Each line shown below should be copied exactly.

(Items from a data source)
▬▬▬▬▬▬▬▬▬▬
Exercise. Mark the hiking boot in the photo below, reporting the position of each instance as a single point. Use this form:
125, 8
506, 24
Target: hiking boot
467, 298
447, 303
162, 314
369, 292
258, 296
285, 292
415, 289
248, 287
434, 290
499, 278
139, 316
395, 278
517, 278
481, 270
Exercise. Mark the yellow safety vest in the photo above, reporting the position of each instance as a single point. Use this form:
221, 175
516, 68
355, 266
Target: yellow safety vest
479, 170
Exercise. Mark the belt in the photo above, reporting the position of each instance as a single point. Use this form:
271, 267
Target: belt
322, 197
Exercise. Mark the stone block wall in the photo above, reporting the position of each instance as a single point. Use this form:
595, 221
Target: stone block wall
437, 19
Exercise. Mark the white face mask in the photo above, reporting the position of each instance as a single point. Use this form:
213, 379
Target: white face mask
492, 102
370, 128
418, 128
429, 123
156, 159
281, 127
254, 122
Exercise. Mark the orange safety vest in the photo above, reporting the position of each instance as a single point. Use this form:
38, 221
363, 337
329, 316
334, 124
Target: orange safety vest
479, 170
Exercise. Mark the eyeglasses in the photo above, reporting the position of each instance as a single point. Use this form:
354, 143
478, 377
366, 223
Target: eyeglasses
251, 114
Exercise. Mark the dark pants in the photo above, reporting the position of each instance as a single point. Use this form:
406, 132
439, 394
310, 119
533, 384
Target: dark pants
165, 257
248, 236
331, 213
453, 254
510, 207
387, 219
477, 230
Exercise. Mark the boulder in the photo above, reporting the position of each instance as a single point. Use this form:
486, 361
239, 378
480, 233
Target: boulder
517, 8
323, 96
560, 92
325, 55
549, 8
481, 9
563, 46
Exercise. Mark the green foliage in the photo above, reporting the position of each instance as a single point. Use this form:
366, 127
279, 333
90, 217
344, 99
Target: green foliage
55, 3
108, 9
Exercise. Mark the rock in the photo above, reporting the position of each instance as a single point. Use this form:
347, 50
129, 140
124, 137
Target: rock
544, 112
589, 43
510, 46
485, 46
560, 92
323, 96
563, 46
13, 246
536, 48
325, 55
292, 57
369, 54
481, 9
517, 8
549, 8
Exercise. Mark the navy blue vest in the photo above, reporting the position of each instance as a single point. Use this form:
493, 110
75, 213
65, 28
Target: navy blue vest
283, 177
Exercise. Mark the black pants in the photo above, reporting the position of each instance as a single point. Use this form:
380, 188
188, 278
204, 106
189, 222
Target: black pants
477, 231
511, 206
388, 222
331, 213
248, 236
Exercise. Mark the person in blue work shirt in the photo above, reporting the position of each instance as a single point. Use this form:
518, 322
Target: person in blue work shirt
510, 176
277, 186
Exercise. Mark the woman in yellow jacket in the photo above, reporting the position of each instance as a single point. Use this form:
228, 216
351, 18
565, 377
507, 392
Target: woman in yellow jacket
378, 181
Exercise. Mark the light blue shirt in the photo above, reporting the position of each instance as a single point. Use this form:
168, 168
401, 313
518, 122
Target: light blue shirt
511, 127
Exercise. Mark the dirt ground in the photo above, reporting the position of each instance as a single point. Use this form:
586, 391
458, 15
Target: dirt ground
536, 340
▬▬▬▬▬▬▬▬▬▬
PROBLEM SOLUTION —
Exercise. Mark the hiking boot in the photo below, reporting the position of each instance as a single point. Use this form:
125, 8
506, 24
Target: hiking boot
467, 298
447, 303
162, 314
369, 292
258, 296
285, 292
415, 289
248, 287
434, 290
499, 278
139, 316
395, 278
517, 278
481, 270
Exercise. Mark the yellow safety vest in the photo above, reporting the position of each instance as a single point. Use this form:
221, 175
516, 68
355, 266
Target: yellow safety vest
479, 170
Exercise. Mark the belt in the photo above, reporting the position of each instance as a single point. Use this form:
271, 267
Target: belt
322, 197
Exercise. Mark the stone block wall in the photo above, reporting the position of each instance as a single point. Use this form:
595, 221
Target: stone block wall
437, 19
Exercise. Mark the white face mask in the photo above, reporting the position of each instance as a single point. Use this form:
213, 379
Target: white face mask
492, 102
370, 128
418, 128
429, 123
156, 159
281, 127
254, 122
Exercise. Mark the orange safety vest in the photo above, reporting the position of each instance as a single point. Use this form:
38, 221
363, 337
329, 316
334, 124
Target: orange safety vest
479, 170
Exercise. Mark the eyeglasses in the photo above, reporting the position of each instance as a single point. Use this form:
354, 143
478, 377
366, 223
Target: eyeglasses
251, 114
Exercise. Mark the dark pants in the photo above, reporting the position of each instance as a single point. Use this form:
406, 132
439, 394
310, 119
533, 384
Target: dark pants
165, 257
248, 236
331, 213
453, 254
510, 207
387, 219
477, 230
Exercise. Mark the boulder in the photo above, reporting the position of each instance as a single point. Use this form:
486, 361
239, 378
480, 233
Target: boulder
517, 8
323, 96
560, 92
325, 55
549, 8
481, 9
563, 46
Exercise. Mark the green foliage in the photo above, reporting the position of each instance as a single point. Use this form:
366, 127
279, 333
90, 217
344, 99
Target: green foliage
55, 3
108, 9
Exercise. Mark the rock in the photo above, reporting the position of each instance as a single point. Use this form:
347, 50
129, 140
124, 137
Target: rock
544, 112
589, 43
510, 46
485, 46
560, 92
323, 96
563, 46
13, 246
536, 48
325, 55
292, 57
369, 54
481, 9
517, 8
549, 8
Exercise. Mark the navy blue vest in the photo above, reporting the position of each instance as a single point. Use this form:
493, 110
75, 213
65, 28
Target: navy blue vest
283, 177
Exercise. Mark the black pants in the photo above, reporting the position of each instance as a single point. Use this form:
380, 188
188, 278
204, 106
189, 222
Target: black pants
477, 231
511, 206
388, 222
331, 213
248, 236
Exercise. Mark the person in blue work shirt in the photo above, reporting the position of each instance as a single point. Use this form:
518, 322
Target: person in blue work shirt
510, 176
277, 186
Exercise. Mark the woman in yellow jacket in the photo above, reporting the position of each instance as a single point. Use this form:
228, 216
351, 18
565, 377
507, 392
Target: woman in yellow jacket
378, 181
Exercise. Mark the light blue shirt in the photo above, reporting the position of each instance as a single point. Use this form:
168, 168
401, 313
518, 122
Target: light blue shirt
511, 127
Exercise. Mark the dirt ground in the photo above, reporting the position of each instance as a single point. Use this form:
586, 391
458, 15
Target: dirt ground
536, 340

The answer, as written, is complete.